▸ **Location annotation dataset excerpts**:
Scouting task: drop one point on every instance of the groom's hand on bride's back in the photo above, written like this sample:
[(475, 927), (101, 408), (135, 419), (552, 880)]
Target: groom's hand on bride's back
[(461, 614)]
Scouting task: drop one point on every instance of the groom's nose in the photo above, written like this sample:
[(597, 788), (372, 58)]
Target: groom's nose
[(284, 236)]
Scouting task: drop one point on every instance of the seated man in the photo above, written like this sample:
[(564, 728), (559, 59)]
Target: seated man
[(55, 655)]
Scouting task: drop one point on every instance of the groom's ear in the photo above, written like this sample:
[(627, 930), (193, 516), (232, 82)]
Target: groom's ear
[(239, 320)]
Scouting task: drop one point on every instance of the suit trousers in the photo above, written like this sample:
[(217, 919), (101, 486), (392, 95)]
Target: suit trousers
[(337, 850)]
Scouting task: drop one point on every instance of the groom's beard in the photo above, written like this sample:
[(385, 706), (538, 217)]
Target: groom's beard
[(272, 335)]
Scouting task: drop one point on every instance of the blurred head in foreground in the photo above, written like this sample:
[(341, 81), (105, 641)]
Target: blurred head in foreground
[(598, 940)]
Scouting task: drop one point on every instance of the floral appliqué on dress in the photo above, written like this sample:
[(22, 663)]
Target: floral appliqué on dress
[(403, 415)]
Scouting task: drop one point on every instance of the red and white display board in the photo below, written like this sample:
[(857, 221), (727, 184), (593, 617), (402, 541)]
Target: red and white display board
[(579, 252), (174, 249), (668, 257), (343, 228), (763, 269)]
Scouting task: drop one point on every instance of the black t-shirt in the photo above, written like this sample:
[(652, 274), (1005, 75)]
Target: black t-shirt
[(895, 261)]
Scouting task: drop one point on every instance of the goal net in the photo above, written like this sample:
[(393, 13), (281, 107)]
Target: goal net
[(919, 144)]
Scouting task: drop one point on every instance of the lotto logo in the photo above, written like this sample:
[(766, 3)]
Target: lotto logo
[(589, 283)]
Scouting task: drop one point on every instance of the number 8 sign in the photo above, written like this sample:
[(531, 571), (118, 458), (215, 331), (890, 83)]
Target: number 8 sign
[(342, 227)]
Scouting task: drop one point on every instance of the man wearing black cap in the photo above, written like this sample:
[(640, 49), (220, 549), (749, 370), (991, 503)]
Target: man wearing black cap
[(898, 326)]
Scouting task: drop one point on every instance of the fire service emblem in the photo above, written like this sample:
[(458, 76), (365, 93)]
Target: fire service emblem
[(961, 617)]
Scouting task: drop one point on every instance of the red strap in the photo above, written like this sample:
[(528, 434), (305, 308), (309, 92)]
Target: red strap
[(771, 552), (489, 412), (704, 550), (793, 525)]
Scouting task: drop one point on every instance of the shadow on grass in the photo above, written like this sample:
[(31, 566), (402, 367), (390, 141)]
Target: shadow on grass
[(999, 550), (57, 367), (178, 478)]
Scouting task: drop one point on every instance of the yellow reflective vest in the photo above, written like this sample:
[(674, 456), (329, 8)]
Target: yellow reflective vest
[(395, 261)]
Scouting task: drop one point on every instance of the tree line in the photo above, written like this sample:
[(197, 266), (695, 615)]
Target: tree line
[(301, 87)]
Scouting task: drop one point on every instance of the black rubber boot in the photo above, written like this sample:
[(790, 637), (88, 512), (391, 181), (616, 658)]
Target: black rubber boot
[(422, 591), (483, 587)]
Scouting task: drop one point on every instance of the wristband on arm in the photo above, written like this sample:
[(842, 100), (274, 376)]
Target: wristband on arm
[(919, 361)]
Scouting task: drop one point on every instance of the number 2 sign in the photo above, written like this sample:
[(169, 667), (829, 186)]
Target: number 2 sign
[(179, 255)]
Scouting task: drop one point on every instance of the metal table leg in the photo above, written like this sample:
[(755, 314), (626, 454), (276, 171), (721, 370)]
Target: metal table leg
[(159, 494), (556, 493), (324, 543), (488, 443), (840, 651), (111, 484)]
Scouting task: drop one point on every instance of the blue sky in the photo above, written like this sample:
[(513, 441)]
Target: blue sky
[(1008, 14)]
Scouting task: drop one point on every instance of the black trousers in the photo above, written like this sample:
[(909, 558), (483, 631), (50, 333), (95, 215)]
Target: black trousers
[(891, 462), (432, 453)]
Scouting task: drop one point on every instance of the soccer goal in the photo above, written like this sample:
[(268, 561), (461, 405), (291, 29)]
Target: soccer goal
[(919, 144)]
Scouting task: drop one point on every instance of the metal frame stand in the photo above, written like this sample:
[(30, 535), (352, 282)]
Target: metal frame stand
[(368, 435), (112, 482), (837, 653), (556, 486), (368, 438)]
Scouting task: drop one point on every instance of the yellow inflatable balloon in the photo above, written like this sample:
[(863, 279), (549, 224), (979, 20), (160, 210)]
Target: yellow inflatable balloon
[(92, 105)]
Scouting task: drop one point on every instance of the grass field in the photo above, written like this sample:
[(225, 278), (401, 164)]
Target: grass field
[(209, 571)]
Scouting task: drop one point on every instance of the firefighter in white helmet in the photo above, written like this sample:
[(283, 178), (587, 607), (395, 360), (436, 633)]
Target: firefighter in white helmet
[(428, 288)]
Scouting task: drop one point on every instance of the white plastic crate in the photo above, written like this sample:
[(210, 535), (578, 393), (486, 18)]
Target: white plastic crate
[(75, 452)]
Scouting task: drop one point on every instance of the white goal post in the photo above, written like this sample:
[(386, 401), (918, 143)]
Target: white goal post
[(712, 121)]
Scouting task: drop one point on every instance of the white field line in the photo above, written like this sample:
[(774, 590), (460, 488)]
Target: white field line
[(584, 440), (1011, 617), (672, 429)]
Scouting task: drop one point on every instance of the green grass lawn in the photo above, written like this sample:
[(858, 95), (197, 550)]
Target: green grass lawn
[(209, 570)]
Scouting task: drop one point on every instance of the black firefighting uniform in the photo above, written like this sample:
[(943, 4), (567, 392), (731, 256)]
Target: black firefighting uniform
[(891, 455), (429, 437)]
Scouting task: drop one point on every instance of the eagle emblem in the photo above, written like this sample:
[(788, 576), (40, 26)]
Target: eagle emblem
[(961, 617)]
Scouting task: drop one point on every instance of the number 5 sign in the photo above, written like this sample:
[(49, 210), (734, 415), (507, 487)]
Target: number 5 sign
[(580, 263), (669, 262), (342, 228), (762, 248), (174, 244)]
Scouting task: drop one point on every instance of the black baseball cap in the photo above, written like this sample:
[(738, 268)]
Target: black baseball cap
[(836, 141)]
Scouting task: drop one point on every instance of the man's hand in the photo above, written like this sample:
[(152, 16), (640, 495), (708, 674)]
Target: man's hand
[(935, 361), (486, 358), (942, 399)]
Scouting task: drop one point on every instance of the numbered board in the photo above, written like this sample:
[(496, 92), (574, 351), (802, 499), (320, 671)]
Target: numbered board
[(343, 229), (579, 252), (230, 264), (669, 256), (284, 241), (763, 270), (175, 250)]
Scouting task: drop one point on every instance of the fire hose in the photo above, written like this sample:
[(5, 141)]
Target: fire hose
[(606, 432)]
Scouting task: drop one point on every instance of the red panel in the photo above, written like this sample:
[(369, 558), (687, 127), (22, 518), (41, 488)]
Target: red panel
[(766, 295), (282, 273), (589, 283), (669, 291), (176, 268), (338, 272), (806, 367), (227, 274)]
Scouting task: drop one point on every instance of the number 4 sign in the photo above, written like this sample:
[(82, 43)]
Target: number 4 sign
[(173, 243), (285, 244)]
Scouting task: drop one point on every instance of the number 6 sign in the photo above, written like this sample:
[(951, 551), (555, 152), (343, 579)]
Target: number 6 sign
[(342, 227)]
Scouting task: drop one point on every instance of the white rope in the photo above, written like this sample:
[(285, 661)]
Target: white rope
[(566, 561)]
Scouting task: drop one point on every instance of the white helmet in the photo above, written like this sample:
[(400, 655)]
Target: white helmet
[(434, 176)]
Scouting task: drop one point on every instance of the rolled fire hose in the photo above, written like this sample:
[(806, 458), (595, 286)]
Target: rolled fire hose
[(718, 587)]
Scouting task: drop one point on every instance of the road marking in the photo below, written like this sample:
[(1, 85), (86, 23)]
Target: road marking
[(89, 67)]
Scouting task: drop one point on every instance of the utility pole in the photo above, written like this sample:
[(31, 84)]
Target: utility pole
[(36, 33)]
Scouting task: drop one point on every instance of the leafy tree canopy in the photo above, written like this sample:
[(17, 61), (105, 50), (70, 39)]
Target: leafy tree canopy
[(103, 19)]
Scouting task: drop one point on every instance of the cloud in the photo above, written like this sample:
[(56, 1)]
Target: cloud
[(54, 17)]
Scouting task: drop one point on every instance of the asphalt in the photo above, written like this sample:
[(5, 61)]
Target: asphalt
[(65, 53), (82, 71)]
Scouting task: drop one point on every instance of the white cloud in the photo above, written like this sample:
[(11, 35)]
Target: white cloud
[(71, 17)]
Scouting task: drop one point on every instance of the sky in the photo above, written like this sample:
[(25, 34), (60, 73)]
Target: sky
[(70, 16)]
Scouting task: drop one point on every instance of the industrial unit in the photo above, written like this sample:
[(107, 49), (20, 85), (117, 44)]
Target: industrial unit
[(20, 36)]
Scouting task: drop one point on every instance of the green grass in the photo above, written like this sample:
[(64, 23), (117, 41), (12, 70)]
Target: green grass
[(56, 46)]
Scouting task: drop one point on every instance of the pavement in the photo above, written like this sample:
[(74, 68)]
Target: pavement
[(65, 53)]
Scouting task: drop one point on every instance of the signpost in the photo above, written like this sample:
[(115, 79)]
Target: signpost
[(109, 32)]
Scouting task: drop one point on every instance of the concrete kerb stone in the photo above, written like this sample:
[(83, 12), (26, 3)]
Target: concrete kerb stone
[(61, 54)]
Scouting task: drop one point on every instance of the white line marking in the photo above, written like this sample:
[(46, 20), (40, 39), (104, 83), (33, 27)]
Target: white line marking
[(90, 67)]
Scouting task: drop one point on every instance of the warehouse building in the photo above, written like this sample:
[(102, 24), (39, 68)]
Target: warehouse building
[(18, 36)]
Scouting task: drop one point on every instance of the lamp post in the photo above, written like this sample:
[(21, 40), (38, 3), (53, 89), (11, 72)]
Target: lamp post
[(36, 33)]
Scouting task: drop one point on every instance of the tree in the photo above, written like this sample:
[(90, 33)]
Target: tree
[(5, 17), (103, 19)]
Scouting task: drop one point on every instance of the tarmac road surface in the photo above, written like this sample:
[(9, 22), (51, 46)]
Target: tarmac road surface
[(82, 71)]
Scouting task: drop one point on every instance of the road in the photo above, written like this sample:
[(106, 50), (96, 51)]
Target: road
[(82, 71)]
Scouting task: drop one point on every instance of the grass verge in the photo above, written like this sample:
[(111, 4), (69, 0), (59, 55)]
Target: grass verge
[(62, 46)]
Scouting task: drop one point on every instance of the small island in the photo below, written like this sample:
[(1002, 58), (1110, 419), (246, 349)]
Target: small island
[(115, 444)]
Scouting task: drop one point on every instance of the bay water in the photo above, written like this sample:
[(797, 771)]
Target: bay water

▸ **Given request**: Write the lines out exactly, from the one with "of the industrial" down to the last line of the listing, and leave out all others.

▸ **Full solution**:
Scouting task: drop one point on every instance of the industrial unit in the photo above, written like this sample:
[(107, 49), (20, 85), (117, 44)]
Target: industrial unit
[(20, 36)]
Scouting task: drop one point on every instance of the green grass in the photo above, written like this sample:
[(64, 23), (117, 41), (12, 70)]
Target: green grass
[(56, 46)]
Scouting task: drop one point on every instance of the pavement in the photo above, written like this sample:
[(74, 68)]
Target: pavement
[(65, 53)]
Scouting task: drop one point on every instance of the signpost in the photo above, written like this sample:
[(115, 79)]
Target: signpost
[(109, 32)]
Scouting task: drop one point on every instance of the concrete kerb stone in the photo above, written like this sample:
[(83, 12), (26, 3)]
Target: concrete kerb stone
[(61, 54)]
Scouting task: drop one point on every instance of the white line marking in the photo above, written like this sample:
[(46, 20), (40, 39), (104, 83), (33, 27)]
Target: white line marking
[(90, 67)]
Scouting task: drop one point on every instance of the warehouse building in the photo above, written like this sample:
[(102, 24), (39, 68)]
Target: warehouse building
[(18, 36)]
Scouting task: drop one point on every instance of the lamp post in the photo above, written like this sample:
[(21, 40), (38, 3), (53, 89), (11, 72)]
Target: lamp post
[(36, 33)]
Scouting task: drop one point on every instance of the tree in the photo above, written like this sample:
[(90, 33)]
Target: tree
[(5, 17), (103, 19)]
Scouting task: drop one point on every instance of the tarmac road surface in the photo above, written like this sample:
[(9, 22), (51, 46)]
Target: tarmac road surface
[(82, 71)]
Scouting task: drop one point on every instance of the road in the photo above, written like this sample:
[(106, 50), (96, 51)]
Target: road
[(82, 71)]
Scouting task: drop one point on every instance of the grass verge in the photo above, written like this sample:
[(111, 4), (69, 0), (59, 55)]
Target: grass verge
[(62, 46)]
Scouting task: drop one point on every instance of the small island in the photo below, written like this sample:
[(1002, 58), (1110, 419), (246, 349)]
Target: small island
[(115, 444)]
Scouting task: drop one point on every instance of the bay water in the photo above, written like this sample:
[(797, 771)]
Target: bay water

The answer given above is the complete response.